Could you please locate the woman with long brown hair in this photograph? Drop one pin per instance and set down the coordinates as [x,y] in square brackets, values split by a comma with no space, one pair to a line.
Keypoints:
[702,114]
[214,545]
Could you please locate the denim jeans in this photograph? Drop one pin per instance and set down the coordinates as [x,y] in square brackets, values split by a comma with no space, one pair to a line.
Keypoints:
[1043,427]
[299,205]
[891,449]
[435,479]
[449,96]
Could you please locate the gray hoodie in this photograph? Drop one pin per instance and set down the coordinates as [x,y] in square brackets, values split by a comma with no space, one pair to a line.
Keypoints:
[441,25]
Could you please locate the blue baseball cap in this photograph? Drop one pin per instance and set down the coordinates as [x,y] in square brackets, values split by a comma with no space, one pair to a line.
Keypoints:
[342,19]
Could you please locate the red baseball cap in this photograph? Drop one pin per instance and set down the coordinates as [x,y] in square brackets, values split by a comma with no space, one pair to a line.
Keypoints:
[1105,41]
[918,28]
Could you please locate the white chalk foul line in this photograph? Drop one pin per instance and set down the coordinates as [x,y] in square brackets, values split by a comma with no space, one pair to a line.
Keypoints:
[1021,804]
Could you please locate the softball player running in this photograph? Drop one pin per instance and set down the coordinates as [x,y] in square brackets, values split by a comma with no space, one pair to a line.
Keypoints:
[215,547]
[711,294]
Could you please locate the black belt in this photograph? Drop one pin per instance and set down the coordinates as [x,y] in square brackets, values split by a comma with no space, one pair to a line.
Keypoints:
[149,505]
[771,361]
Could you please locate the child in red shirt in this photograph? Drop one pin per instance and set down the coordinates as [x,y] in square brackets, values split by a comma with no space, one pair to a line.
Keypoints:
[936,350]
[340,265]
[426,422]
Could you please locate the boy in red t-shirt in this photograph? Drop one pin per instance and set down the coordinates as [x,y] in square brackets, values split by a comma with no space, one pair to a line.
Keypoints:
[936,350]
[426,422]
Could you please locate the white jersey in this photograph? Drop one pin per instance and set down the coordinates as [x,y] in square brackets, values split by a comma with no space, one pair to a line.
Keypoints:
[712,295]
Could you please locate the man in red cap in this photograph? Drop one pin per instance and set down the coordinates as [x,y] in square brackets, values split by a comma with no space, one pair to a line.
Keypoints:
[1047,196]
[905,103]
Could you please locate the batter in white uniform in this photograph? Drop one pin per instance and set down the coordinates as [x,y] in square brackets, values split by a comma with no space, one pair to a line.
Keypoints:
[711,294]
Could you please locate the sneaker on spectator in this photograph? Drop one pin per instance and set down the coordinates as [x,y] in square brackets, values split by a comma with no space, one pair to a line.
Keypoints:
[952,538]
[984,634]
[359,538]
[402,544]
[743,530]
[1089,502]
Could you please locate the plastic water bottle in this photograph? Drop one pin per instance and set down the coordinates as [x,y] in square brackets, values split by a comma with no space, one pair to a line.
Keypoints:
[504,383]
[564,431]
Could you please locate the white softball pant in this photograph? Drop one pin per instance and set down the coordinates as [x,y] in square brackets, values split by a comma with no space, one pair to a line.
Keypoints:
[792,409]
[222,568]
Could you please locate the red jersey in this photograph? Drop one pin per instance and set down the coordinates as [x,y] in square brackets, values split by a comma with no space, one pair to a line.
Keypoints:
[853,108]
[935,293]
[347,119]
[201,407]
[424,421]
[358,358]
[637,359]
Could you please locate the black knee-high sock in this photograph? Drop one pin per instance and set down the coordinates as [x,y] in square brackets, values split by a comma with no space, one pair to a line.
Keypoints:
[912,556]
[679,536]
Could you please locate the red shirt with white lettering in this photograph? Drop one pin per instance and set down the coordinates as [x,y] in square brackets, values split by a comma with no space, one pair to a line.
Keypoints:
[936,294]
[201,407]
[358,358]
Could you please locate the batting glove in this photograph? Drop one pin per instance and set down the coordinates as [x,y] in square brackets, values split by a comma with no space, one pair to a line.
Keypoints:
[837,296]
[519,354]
^^^^^^^^
- _WHAT THIS TASK INVOLVES_: Extract every record and return it verbatim.

- _WRITTEN ANSWER_:
Could you please locate the woman with long brown hair in this photograph? Drop one pin per instance and set down the coordinates as [x,y] in square brackets, values split by a comma with no space, one pair to a line.
Keypoints:
[702,114]
[214,545]
Could you please locate the denim jeans in this photograph? Drop one pin per instance and set down the coordinates as [x,y] in square brackets, values split by a comma with no space, one pair to a line.
Keypoints:
[1043,427]
[299,205]
[891,449]
[435,479]
[449,96]
Could you please locate the gray hoodie in this photograph? Drop one pin per instance and set down the coordinates as [x,y] in square brackets, values split by a comma with no space, one pair to a line.
Keypoints:
[441,25]
Could you please locate the blue baseball cap in this photograph? Drop one pin per instance and set down the coordinates as [x,y] in square brackets, values split by a comma with no space, one pair to a line.
Keypoints:
[342,19]
Could you please locate the red baseball cap in this photograph? Drop one pin per instance and set down the coordinates as [x,y] in square brackets, values split by a comma with no space, one pair to a line.
Keypoints:
[1105,41]
[918,28]
Could you please locate the white chalk foul line in this photograph? Drop one pin per instance and set down the coordinates as [x,y] in square brackets, values split by a comma with no space, one pair to a line.
Keypoints:
[1021,804]
Could you please locate the softball player running in this photograph? Drop one pin per instance and set down the coordinates as [x,y] in square brackets, values split by a comma with no space, one pair to a line.
Keypoints:
[215,547]
[711,294]
Could you please locate the black belt in this photograph? Drop one pin per instance and set down the coordinates as [x,y] in square brackets, values split by a comma with no space, one pair to a line.
Keypoints:
[149,505]
[771,361]
Could you please locate the child in red shirt in this photograph? Drop one pin per instance and set down the coordinates as [x,y] in square brackets, values split by a comma with no space, one pair to a line.
Keypoints:
[936,350]
[340,265]
[426,422]
Could you please locate the boy in red t-shirt in this photograph? Drop one pin per instance and set down the coordinates as [x,y] in square brackets, values split by a comma with no space, one pair to a line.
Keypoints:
[936,350]
[426,422]
Could you please locate the white jersey in this photograph? Drop one pin per instance and set down the coordinates as [x,y] in square brackets, values split by a comma with no space, one pair to a line.
Keypoints:
[712,295]
Could you please locate the man in red cap in this photograph? Drop one pin per instance and set down the coordinates as [x,y] in square brackets, values split by a comma with no space, one pair to a line.
Keypoints:
[1047,196]
[905,103]
Could you please locate the batter in white uniform in this photograph? Drop one pin per instance and set down the coordinates as [x,y] in square brackets, values split by a comma with no space, one pair to a line.
Keypoints:
[711,294]
Could you please locate the sneaker on spectator in this photograph? Drop one pin per instance and set down the coordinates as [x,y] in square brackets, values split by a comma with no space, one pair to a line.
Keypoints:
[952,538]
[984,634]
[359,538]
[402,544]
[743,530]
[1089,502]
Could you please locate the plastic water bottle in this photograph? Drop one pin per instance and set down the coordinates as [x,y] in square brackets, values split by a comma with no space, one pair to a line.
Keypoints:
[504,383]
[564,431]
Could you please locate the white softball pant in this photograph? Drop one pin per instance and set down the coordinates as [x,y] in square brackets, values split by a comma with no space, one pair to a line.
Keypoints:
[792,409]
[222,568]
Could you please locate the red jersey in this photograph? Drop one pin per instance and set down the coordinates as [x,y] in square brackets, values split by a comma with no space, one pair to a line.
Keypoints:
[853,108]
[935,293]
[347,119]
[201,407]
[424,421]
[358,358]
[637,359]
Could you please locate the black knee-high sock in this photograph? Drop one pin per instance and set down the coordinates as [x,y] in square brackets, values split by a comma with no space, one pair to a line.
Keypoints:
[912,556]
[679,536]
Could you please locate the red shirt with white lettering in this photograph? Drop one pin per instance and set down the coordinates as [x,y] in square brackets, values split by a comma with no space, one pair to a line.
Keypoints:
[936,294]
[201,407]
[358,358]
Could you please locate the batting glove in this photograph? Drop one pin per instance and set down the coordinates as [x,y] in square brackets, values split by a comma with no space, one pair to a line.
Keypoints:
[837,296]
[519,354]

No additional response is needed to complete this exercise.